Wednesday 30 December 2009

Sherlock Holmes



Guy Ritchie has needed a hit for years - and his slick revamping of deerstalker-wearing icon Sherlock Holmes will surely bring it. Yet don't be fooled by the MTV packaging - his so called 'reinvention' is more traditionally entertaining and old-fashioned than it appears.


Not that this is a bad thing; rebranding Arthur Conan Doyle's classic hero for the Youtube generation was after all met with much derision, and so it proves that the focus on the recognisable nuts and bolts of yore - spotting clues, references to Empire, London on the brink of change - is inevitably where the film derives the greatest pleasure. Impossible to reinvent the wheel? Try a much beloved literary creation.


So, after a snappy opening salvo, where Robert Downey Jr's rogeuish Holmes and Jude Law's more dapper Watson foil a sacrificial offering by Mark Strong's sinister Lord Blackwood, Ritchie stops trying to be a wise-ass and lets us go with the flow. When the deliciously evil Strong is reported to have risen from the grave, it doesn't take long for Holmes, stagnating after a long period with no work, to get the grey cells in gear. The re-emergence on the scene of his ex and equally devious crimebuster Irene Adler (Rachel McAdams) complicates the agenda. And this is when our interest really takes hold.


For a supposedly modern take on a legend, Ritchie perhaps forgets that his notion is less than fresh, borrowing equally from 1987's Without a Clue (the notion that Watson supplies Holmes with intelligence) among others. It may be a spangly jumpsuit on the top but ultimately carries the feeling of a pipe and slippers, meaning what it gains in comfy familiarity (Holmes deducing info from seemingly arbitrary clues) it loses in the slickly packaged areas (Holmes and Watson's buddy movie rapport, for one) designed to pull in younger viewers.


Law's Watson, although likeable, therefore suffers from the tinkering, becoming an anonymous sidekick who could be slotted into any actioner, period or otherwise, while a miscast McAdams is far too perky when she should be conveying mystery. The main attraction of course is Downey's Holmes whose babbling, nervy energy is the perfect fit for a character whose pragmatism comes at the expense of others. Maintaining a perfect clipped accent, his is not the aristocratic Holmes of old but a down-at-heel one, a vessel through whom Ritchie can explore the grime covered streets of the capital.

TASKS TO CARRY OUT:
1. Which 1987 film does the review say Ritchie borrows from?
2. Say whether each statement agrees with the review, and quote the words that decide it: (a) Rachel McAdams plays Irene Adler. (b) Jude Law's Watson is described as unlikable. (c) Downey's Holmes is the aristocratic Holmes of old.
3. List every actor the review names as playing a role in the film.
The rows after the review are separate material that has nothing to do with it.

RAW DATA:
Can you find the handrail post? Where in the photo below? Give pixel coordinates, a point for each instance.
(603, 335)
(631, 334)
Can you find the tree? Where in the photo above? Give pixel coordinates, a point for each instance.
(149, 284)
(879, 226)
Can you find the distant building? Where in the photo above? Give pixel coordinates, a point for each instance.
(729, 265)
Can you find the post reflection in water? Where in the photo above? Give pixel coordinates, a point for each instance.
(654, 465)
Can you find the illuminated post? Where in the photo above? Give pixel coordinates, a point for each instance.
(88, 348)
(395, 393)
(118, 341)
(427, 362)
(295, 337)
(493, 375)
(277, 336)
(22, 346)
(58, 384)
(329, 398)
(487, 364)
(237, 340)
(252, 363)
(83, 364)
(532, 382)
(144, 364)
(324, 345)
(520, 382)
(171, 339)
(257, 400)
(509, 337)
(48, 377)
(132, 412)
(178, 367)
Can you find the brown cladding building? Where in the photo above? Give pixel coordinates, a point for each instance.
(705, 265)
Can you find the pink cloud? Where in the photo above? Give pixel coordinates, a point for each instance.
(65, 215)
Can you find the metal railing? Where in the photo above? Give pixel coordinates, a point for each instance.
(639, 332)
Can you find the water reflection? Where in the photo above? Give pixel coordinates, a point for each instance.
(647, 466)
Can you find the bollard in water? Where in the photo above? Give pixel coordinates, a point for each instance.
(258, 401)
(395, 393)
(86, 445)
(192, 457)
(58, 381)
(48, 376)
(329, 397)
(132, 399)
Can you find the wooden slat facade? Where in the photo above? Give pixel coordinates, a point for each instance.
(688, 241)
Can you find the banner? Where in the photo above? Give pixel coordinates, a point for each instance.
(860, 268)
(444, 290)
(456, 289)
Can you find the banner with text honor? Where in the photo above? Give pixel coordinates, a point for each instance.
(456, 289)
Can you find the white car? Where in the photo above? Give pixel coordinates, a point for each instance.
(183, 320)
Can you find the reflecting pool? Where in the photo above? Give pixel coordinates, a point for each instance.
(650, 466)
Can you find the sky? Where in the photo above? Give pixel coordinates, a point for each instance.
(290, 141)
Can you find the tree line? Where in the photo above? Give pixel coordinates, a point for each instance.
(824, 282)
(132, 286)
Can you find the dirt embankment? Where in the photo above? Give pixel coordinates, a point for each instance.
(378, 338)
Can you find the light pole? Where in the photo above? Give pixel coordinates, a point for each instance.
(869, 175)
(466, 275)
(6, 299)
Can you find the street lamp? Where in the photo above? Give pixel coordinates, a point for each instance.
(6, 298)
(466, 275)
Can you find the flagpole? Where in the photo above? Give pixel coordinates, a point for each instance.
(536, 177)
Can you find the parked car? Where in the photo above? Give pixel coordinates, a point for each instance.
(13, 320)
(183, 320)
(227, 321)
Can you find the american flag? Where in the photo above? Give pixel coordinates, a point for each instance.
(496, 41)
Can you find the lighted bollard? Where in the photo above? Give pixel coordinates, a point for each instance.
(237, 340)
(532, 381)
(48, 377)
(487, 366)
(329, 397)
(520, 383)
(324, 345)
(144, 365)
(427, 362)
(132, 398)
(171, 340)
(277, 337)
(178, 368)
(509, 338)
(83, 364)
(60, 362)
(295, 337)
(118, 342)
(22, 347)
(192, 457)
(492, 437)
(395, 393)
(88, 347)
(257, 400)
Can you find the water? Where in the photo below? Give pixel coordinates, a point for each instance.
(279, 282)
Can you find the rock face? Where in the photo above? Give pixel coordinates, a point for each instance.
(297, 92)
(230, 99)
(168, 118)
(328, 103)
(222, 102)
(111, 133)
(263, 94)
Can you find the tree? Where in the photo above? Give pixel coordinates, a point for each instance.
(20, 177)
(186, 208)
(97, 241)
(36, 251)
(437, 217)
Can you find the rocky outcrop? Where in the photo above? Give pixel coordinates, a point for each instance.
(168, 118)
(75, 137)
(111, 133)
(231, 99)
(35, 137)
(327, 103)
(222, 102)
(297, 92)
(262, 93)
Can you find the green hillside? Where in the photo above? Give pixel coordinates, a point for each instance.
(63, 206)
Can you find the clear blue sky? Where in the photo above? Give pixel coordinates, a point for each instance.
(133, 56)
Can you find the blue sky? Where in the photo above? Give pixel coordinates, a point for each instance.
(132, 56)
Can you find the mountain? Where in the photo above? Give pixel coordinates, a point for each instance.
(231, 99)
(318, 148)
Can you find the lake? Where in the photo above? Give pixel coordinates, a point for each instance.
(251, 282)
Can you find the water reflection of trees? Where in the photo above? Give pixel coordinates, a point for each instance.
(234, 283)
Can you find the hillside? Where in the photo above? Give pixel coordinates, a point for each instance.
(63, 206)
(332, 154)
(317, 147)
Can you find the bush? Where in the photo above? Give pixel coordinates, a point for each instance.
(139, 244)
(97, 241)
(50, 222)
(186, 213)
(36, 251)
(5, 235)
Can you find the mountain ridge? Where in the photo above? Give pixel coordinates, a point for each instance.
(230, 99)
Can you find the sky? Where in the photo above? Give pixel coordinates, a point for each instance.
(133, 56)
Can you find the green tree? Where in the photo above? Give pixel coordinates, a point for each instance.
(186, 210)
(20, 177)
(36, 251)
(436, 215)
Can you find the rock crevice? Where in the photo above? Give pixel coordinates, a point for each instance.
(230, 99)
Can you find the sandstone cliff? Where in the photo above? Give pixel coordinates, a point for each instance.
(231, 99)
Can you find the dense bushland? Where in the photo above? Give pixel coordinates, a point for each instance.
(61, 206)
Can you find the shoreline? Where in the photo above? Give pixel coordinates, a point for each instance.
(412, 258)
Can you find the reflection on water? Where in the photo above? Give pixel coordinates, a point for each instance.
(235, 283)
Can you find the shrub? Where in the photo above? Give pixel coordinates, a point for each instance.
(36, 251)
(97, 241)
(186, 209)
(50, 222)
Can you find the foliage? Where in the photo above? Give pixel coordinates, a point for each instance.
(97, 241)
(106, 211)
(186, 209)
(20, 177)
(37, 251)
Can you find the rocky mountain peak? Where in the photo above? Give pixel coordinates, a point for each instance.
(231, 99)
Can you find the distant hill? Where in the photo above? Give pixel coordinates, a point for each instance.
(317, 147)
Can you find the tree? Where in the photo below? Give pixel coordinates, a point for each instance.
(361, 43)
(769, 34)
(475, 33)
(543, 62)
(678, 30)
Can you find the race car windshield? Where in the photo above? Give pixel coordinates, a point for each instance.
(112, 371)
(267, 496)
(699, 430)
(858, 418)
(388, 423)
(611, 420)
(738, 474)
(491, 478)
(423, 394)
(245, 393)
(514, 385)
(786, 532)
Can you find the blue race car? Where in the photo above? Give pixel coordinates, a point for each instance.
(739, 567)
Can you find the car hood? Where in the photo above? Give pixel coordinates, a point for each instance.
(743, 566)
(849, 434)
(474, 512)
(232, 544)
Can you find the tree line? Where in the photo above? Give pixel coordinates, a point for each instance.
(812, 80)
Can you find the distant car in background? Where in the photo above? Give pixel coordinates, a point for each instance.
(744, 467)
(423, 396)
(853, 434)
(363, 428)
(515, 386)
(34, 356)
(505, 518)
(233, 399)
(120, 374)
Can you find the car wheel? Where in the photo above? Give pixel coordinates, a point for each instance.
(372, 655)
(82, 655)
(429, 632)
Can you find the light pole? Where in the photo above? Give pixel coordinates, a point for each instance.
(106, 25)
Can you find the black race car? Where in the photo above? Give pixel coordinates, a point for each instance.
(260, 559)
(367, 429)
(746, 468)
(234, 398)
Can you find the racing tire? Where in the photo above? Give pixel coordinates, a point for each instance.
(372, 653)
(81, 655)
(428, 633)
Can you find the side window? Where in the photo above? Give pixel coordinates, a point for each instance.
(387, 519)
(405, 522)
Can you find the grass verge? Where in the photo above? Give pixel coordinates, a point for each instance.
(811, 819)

SOLUTIONS TO EACH TASK:
1. Without a Clue

2.
(a) Yes: "his ex and equally devious crimebuster Irene Adler (Rachel McAdams)"
(b) No: "Law's Watson, although likeable"
(c) No: "his is not the aristocratic Holmes of old but a down-at-heel one"

3. Robert Downey Jr, Jude Law, Mark Strong, Rachel McAdams